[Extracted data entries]
□ □ □ □ □

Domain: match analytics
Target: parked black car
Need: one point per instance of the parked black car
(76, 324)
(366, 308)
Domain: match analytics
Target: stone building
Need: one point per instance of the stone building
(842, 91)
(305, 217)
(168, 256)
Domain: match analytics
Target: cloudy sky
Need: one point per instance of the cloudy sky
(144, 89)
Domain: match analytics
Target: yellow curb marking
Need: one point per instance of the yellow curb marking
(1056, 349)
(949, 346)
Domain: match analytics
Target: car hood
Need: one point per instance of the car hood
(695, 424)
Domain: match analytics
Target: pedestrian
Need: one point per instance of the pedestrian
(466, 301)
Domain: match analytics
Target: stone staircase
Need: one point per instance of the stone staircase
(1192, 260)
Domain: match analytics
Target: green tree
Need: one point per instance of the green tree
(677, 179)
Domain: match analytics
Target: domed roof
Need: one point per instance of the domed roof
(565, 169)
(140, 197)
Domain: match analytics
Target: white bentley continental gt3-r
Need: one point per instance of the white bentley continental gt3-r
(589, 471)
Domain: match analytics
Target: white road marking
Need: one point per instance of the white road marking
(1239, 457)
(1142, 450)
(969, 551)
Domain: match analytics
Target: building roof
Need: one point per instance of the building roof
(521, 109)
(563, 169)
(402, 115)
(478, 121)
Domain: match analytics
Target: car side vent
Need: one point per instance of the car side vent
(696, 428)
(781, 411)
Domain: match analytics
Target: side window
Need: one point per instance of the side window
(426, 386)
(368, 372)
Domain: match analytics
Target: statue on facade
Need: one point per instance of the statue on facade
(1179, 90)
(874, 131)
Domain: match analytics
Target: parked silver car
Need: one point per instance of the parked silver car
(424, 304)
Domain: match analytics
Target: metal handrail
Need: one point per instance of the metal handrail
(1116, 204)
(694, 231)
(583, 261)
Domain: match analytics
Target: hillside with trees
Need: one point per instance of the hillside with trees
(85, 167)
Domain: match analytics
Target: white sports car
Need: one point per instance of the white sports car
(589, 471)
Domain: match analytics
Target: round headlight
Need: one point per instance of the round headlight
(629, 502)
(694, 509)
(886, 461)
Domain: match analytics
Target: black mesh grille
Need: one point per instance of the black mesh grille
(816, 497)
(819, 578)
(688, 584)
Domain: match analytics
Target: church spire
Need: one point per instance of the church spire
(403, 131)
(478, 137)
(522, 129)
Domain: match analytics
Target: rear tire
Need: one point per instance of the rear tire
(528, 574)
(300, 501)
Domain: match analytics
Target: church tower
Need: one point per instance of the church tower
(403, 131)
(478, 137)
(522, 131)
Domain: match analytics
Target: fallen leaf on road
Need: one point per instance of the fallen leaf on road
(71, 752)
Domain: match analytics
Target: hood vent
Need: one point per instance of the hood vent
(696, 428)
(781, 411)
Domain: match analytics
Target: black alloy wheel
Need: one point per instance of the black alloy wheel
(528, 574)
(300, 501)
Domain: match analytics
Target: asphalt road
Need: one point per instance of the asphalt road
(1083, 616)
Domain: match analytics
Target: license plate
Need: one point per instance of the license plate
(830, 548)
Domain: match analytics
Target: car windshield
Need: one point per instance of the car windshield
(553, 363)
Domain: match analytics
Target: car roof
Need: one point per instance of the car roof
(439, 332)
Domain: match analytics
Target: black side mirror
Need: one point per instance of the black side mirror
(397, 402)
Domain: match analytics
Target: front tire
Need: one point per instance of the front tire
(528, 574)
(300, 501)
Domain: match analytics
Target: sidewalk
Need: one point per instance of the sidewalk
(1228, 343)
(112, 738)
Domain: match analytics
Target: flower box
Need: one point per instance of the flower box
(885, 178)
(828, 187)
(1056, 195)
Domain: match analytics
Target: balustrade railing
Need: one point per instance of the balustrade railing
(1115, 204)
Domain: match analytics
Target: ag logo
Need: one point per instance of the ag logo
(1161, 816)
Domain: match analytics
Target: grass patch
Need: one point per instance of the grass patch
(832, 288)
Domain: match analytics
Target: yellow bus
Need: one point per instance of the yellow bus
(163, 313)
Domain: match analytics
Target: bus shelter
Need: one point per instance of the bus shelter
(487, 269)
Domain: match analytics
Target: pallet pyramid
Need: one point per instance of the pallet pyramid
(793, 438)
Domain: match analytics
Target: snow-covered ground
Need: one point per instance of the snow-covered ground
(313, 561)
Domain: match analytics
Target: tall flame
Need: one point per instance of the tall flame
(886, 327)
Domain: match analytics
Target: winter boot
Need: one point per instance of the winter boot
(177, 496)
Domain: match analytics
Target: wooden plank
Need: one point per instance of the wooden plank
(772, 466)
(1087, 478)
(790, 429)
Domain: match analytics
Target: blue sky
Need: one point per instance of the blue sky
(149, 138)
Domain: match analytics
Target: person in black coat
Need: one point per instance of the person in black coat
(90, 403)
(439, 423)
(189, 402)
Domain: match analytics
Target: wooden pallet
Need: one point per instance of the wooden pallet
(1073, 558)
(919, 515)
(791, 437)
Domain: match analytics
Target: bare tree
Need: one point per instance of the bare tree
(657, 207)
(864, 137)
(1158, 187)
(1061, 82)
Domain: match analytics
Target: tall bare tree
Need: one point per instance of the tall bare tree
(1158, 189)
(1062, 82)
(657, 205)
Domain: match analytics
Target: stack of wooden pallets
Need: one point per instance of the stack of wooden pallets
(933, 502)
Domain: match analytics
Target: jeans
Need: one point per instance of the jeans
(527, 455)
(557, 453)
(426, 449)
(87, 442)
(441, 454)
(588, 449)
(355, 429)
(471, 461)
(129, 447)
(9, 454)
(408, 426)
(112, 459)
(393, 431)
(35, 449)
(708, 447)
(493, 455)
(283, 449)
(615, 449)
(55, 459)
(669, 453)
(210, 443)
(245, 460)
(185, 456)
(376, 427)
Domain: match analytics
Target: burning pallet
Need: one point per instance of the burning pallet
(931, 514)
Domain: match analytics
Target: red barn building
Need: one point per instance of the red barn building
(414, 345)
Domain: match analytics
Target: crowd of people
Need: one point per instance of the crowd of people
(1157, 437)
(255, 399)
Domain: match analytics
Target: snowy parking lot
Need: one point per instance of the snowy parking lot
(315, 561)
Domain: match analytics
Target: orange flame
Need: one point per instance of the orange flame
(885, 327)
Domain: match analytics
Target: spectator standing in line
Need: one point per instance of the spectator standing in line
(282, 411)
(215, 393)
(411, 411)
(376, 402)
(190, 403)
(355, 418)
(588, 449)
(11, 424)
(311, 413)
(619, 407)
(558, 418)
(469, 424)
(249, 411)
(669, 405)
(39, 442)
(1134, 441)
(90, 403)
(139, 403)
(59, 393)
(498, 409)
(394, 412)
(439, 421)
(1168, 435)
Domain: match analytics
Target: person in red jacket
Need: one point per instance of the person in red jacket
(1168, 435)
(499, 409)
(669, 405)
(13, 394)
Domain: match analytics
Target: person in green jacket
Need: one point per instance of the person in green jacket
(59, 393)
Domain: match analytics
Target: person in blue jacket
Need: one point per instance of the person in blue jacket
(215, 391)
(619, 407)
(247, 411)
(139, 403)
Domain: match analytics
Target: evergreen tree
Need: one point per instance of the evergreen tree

□ □ □ □ □

= PROBLEM =
Without any change, reproduce the data in full.

= EXERCISE OUTPUT =
Domain: match analytics
Target: parked black car
Need: one point per instance of the parked black car
(76, 324)
(366, 308)
Domain: match analytics
Target: stone building
Need: one point per instance of the stone building
(842, 91)
(305, 217)
(168, 256)
Domain: match analytics
Target: cloudy sky
Need: one point per instance of the cloudy sky
(144, 89)
Domain: match analytics
Target: yellow curb marking
Need: one point per instance of the yellow curb marking
(1056, 349)
(949, 346)
Domain: match analytics
Target: car hood
Need: one point per instance of the car hood
(695, 424)
Domain: match analytics
Target: pedestrian
Need: one point per instance of the pedestrian
(466, 301)
Domain: match analytics
Target: stone staircase
Need: one point per instance of the stone staircase
(1192, 260)
Domain: match analytics
Target: green tree
Need: one point per instance of the green tree
(677, 179)
Domain: match analytics
Target: domed roof
Need: one point per instance of the domed roof
(565, 169)
(140, 197)
Domain: match analytics
Target: white bentley continental gt3-r
Need: one point per instance of the white bentley continental gt3-r
(589, 471)
Domain: match analytics
Target: white road marking
Need: one point per instance of the white road marking
(1239, 457)
(1142, 450)
(969, 551)
Domain: match analytics
Target: building roof
Need: one point per instance of the building roof
(521, 109)
(563, 169)
(402, 115)
(478, 121)
Domain: match analytics
Target: car side vent
Need: one point per instance of the car side vent
(696, 428)
(781, 411)
Domain: match analytics
Target: side window
Need: one point per instance of the side window
(426, 386)
(368, 372)
Domain: match analytics
Target: statue on facade
Need: one point per instance of the statue on facade
(1179, 90)
(874, 131)
Domain: match analytics
Target: parked silver car
Need: one point per instance of the parked silver car
(424, 304)
Domain: match analytics
Target: metal handrail
Need: one point per instance of the metal handrail
(1116, 204)
(694, 231)
(583, 261)
Domain: match analytics
Target: hillside with trees
Need: one point per instance of the hillside with trees
(85, 167)
Domain: match analytics
Target: white sports car
Need: one point per instance of the white sports car
(589, 471)
Domain: match analytics
Target: round headlight
Need: one point per instance of the round headlight
(629, 502)
(694, 509)
(886, 461)
Domain: match analytics
Target: black mesh grille
Need: one point per instance of the black mesh grille
(816, 497)
(819, 578)
(688, 584)
Domain: match analytics
Target: church spire
Need: one point per instance of the church spire
(403, 131)
(478, 137)
(522, 129)
Domain: match analytics
Target: rear tire
Need: one point per instance of the rear tire
(528, 574)
(300, 501)
Domain: match analytics
Target: church tower
Need: one point per instance of the church tower
(403, 131)
(478, 137)
(522, 131)
Domain: match analytics
Target: fallen leaf on road
Need: one point per instance of the fallen leaf on road
(71, 752)
Domain: match analytics
Target: hood vent
Need: one point per instance of the hood vent
(696, 428)
(781, 411)
Domain: match analytics
Target: black alloy wheel
Need: one point per instance of the black alloy wheel
(528, 574)
(300, 501)
Domain: match analytics
Target: asphalt road
Need: one point per instance of the asphalt road
(1083, 616)
Domain: match analytics
Target: license plate
Need: one point per instance of the license plate
(830, 548)
Domain: match analytics
Target: car windshield
Need: one point per instance of the car windshield
(553, 363)
Domain: match analytics
Target: car roof
Need: one point per instance of the car roof
(439, 332)
Domain: match analytics
Target: black side mirror
Need: one point per instance of the black side mirror
(397, 402)
Domain: match analytics
Target: front tire
Need: one point per instance of the front tire
(528, 574)
(300, 501)
Domain: match analytics
Target: sidewalk
Need: one point per instance of the sidewalk
(1228, 343)
(112, 738)
Domain: match analytics
Target: flower box
Need: one point per instance of the flower box
(885, 178)
(828, 187)
(1056, 195)
Domain: match analytics
Target: balustrade railing
Need: one point per instance of the balustrade railing
(1115, 204)
Domain: match analytics
Target: ag logo
Need: one point per instance of the ag logo
(1161, 816)
Domain: match analytics
Target: grass patch
Need: one point per instance of the grass patch
(832, 288)
Domain: match analytics
Target: yellow bus
Need: one point per instance of the yellow bus
(163, 313)
Domain: match analytics
Target: bus shelter
Need: one point per instance of the bus shelter
(487, 269)
Domain: match analytics
Target: pallet pyramid
Need: one point per instance of the pallet pyramid
(793, 438)
Domain: match analytics
Target: snow-covered ground
Need: one point per instance of the snow-covered ground
(313, 561)
Domain: match analytics
Target: tall flame
Need: one point per instance of the tall flame
(886, 327)
Domain: match analytics
Target: winter boot
Need: one point per instance of the winter boot
(177, 496)
Domain: match analytics
Target: wooden plank
Need: one point per instance of the wooden plank
(772, 466)
(1087, 478)
(790, 429)
Domain: match analytics
Target: blue sky
Need: one point per instance of the blue sky
(149, 138)
Domain: match analytics
Target: person in black coat
Need: one point per instance of the person in black coat
(90, 403)
(439, 423)
(189, 402)
Domain: match analytics
Target: wooden pallet
Need: one point per instance of the wooden pallet
(1073, 558)
(919, 515)
(791, 437)
Domain: match analytics
Target: bare tree
Need: one point per instance of the bare tree
(657, 207)
(864, 137)
(1158, 187)
(1061, 82)
Domain: match analytics
Target: tall bare tree
Need: one point per instance of the tall bare tree
(1158, 189)
(1062, 82)
(657, 205)
Domain: match analytics
Target: stack of wooden pallets
Need: one point per instance of the stack of wooden pallets
(933, 502)
Domain: match analytics
Target: jeans
Need: one point per instance of the jeans
(527, 455)
(557, 453)
(426, 449)
(87, 442)
(441, 454)
(588, 449)
(355, 429)
(471, 461)
(129, 447)
(9, 454)
(408, 426)
(112, 459)
(393, 431)
(35, 449)
(708, 447)
(493, 455)
(283, 449)
(615, 449)
(55, 459)
(669, 453)
(210, 443)
(245, 460)
(185, 456)
(376, 427)
Domain: match analytics
Target: burning pallet
Need: one point per instance of the burning pallet
(931, 514)
Domain: match analytics
Target: red barn building
Need: one point per instance of the red barn building
(414, 345)
Domain: match analytics
Target: crowd of people
Need: one point per instance of the crowd of people
(1157, 437)
(255, 399)
Domain: match analytics
Target: snowy parking lot
Need: one point per instance of the snowy parking lot
(315, 561)
Domain: match analytics
Target: orange flame
Need: one point per instance of the orange flame
(885, 327)
Domain: match analytics
Target: spectator standing in line
Need: one point per instance of the spectator standing in line
(282, 411)
(215, 393)
(411, 411)
(376, 402)
(190, 403)
(355, 418)
(588, 449)
(11, 424)
(311, 413)
(619, 407)
(558, 418)
(469, 424)
(249, 411)
(669, 405)
(39, 442)
(1134, 441)
(90, 403)
(139, 403)
(59, 393)
(498, 409)
(394, 412)
(439, 421)
(1168, 435)
Domain: match analytics
Target: person in red jacket
Need: one point per instance of the person in red jacket
(1168, 435)
(499, 409)
(669, 405)
(13, 394)
Domain: match analytics
Target: person in green jacket
Need: one point per instance of the person in green jacket
(59, 393)
Domain: match analytics
Target: person in blue jacket
Need: one point per instance of the person in blue jacket
(215, 391)
(619, 407)
(247, 411)
(139, 403)
Domain: match analytics
Target: evergreen tree
Need: one point per instance of the evergreen tree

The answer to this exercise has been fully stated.